## DATASET EXCERPTS
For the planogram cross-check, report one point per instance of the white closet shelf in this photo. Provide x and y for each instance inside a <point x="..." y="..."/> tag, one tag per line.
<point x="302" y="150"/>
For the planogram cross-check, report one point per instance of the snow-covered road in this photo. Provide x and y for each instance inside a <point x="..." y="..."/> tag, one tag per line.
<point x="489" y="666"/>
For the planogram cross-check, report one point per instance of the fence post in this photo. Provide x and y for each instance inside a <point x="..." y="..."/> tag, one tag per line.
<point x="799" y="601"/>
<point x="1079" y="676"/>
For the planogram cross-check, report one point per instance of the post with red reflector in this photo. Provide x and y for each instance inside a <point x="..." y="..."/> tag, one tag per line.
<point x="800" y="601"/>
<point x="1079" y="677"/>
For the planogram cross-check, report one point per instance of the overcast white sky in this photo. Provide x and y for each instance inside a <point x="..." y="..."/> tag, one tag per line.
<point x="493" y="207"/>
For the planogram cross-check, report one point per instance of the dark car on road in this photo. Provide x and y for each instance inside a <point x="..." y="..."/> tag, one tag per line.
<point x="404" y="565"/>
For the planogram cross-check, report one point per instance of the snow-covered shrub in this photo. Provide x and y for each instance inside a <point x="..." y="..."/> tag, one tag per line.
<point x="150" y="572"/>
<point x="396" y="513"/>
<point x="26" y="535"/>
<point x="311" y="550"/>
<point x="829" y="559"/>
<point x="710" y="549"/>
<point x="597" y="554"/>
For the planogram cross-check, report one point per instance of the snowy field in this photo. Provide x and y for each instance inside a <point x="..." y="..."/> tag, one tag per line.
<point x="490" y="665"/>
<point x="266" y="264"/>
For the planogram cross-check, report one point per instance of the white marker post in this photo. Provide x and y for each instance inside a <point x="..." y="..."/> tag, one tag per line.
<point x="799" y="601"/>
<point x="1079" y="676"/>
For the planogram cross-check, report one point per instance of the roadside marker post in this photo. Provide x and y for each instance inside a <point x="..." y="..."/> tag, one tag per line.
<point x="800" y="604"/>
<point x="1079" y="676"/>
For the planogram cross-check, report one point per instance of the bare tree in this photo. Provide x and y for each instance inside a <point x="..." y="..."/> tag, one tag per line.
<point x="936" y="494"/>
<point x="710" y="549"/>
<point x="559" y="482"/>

## TASK DIRECTIONS
Reproduce every item above word for word, line by line.

## RESULT FOR THIS EXERCISE
For the planogram cross-check, report one point per instance of the white closet shelf in this photo. Provide x and y for each instance inside a <point x="..." y="..."/> tag, one tag per line.
<point x="302" y="150"/>
For the planogram cross-check, report one point per instance of the snow-covered road in this photo. Provide x and y for each instance inside a <point x="..." y="..."/> tag, one tag per line.
<point x="489" y="666"/>
For the planogram cross-check, report one point per instance of the fence post in this photo. Provide x and y for each instance inside a <point x="..." y="..."/> tag, one tag per line.
<point x="799" y="601"/>
<point x="1079" y="676"/>
For the planogram cross-check, report one point per instance of the post with red reflector in this photo. Provide x and y for each instance inside a <point x="..." y="..."/> tag, one tag per line.
<point x="800" y="601"/>
<point x="1079" y="677"/>
For the planogram cross-check, report one point per instance of the overcast white sky in this photo. Provide x and y for each instance inside a <point x="..." y="..."/> tag, one tag per line.
<point x="493" y="207"/>
For the planogram cross-check, report one point per instance of the dark car on road in this photo. Provide x and y for each instance inside a <point x="..." y="..."/> tag, one tag per line.
<point x="404" y="565"/>
For the planogram cross-check, report one point per instance of the snow-covered shrub in this photo. Provide x and y for each instance inside a <point x="..." y="..."/> tag, one tag per line.
<point x="150" y="572"/>
<point x="396" y="513"/>
<point x="26" y="535"/>
<point x="311" y="550"/>
<point x="829" y="559"/>
<point x="710" y="549"/>
<point x="597" y="554"/>
For the planogram cross-check, report one point per instance of the snowy field in this photo. Provide x and y for each instance inside a <point x="..." y="..."/> tag, one tag per line.
<point x="490" y="665"/>
<point x="266" y="264"/>
For the planogram cross-check, report one point per instance of the white marker post in this photo. Provide x and y for each instance inside a <point x="..." y="..."/> tag, one tag per line.
<point x="799" y="601"/>
<point x="1079" y="676"/>
For the planogram cross-check, report one point per instance of the roadside marker post in this photo. Provide x and y for each instance inside a <point x="..." y="..."/> tag, one tag per line.
<point x="800" y="604"/>
<point x="1079" y="676"/>
For the planogram cross-check, report one point per instance of the bare tree in this photo. Provide x and y for each instance inside a <point x="..." y="..."/> tag, one tag per line.
<point x="936" y="494"/>
<point x="710" y="549"/>
<point x="559" y="482"/>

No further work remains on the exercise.